## JOB
Using the account of the airport arrival below, answer yes or no to whether each statement agrees with it, and quote the words that decide it: 1. About seven people approached the writer right away. 2. The writer expected a layover of eight hours at the domestic terminal. 3. The writer paid the hotel in Bolivars.

## PASSAGE PROVIDED

I was immediately approached by about seven of them.

"even if they are in uniform and/or present credentials, "

All with official ID and wanting to help me out. One of them eventually negotiated his way to be the one who would take care of me and the others dispersed. Offering to help carry my bags, he said he would accompany me to the domestic terminal and would not take "NO GRACIAS!" for an answer.

"you should try to ensure that you remain in a busy area of the airport and, if possible, check with other airport or airline staff that the officials are genuine."

When I reluctantly found him walking with me in the direction I knew well was the domestic airport I tried to check with a tourist information desk or do something that would get him to give up. He gestured that we needed to take a lift to the domestic airport but there was no way I was getting into a lift with this stranger, particularly a lift I didn't know to where it lead.

Eventually when absolutely refused to go anywhere with him he got a friend of his to translate. I took this oppurtunity to tell him that some Venezuela Esgrima friends of mine were waiting for me in the domestic airport and I didn't need to change any dollars. He immediately lost interest. Chances are he was only looking for a tip and not going to kill me and steal my fencing gear on the black market to illegal Venezeulan bee-keepers but I thought best not to risk it and was glad when he finally got the message.

Aside from that incident which instantly increased my paranoia, I suppose quite luckily, the main challenge (outside of the competition) I faced was boredom. When I reached the domestic terminal an expected 4 hour lay over turned into an 8 hour unexplained delay. Absolutely no explanation was given, even in Spanish but we finally arrived in Margarita around 22.30.

I'd left France at 04.00 Venezuelan time, so I although I had intended on trying to negotiate to paying the hotel in Bolivars (where I could get an black market exchange of 8 to 1) I was far to tired when I reached the hotel and handed over my dollars without discussion.

## SUPPLIED ENTRIES

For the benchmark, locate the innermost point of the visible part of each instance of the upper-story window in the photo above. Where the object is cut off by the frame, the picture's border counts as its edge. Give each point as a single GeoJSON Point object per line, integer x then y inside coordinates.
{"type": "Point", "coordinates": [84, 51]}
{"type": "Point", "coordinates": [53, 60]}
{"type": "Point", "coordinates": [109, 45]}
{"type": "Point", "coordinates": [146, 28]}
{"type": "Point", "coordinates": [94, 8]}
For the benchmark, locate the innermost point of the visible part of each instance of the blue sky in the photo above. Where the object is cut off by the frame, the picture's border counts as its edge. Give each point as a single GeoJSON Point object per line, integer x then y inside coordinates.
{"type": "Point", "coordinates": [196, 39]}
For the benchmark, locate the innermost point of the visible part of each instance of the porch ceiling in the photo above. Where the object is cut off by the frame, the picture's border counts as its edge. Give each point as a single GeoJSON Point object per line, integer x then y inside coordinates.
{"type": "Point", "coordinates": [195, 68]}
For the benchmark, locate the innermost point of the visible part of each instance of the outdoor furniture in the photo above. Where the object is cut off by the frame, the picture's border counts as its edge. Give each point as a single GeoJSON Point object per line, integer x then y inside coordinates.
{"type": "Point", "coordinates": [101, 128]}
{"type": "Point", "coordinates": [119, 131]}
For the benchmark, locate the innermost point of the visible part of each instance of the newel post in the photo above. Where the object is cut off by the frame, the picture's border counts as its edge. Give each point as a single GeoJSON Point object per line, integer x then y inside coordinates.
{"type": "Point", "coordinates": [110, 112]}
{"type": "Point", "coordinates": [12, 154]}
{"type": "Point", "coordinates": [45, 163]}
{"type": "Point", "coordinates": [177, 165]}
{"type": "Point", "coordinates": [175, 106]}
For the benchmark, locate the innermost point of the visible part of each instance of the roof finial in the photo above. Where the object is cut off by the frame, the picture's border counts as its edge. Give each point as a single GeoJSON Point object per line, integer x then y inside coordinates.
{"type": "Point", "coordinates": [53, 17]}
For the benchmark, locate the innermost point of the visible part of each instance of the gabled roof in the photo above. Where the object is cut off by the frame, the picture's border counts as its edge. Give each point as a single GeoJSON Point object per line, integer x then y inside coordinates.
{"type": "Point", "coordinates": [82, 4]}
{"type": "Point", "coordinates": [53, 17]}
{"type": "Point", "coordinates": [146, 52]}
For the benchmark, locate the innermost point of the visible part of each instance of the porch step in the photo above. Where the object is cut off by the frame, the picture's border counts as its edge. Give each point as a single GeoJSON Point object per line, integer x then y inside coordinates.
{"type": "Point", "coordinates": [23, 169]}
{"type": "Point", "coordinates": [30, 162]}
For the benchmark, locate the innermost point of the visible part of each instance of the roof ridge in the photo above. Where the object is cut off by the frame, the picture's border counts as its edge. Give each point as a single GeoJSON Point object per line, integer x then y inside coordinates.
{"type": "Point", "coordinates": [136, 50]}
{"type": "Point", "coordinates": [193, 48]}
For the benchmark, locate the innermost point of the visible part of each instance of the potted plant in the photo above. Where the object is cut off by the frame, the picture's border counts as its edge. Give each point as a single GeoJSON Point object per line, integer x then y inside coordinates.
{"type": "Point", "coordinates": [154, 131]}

## RESULT
1. Yes: "I was immediately approached by about seven of them."
2. No: "an expected 4 hour lay over turned into an 8 hour unexplained delay."
3. No: "handed over my dollars without discussion."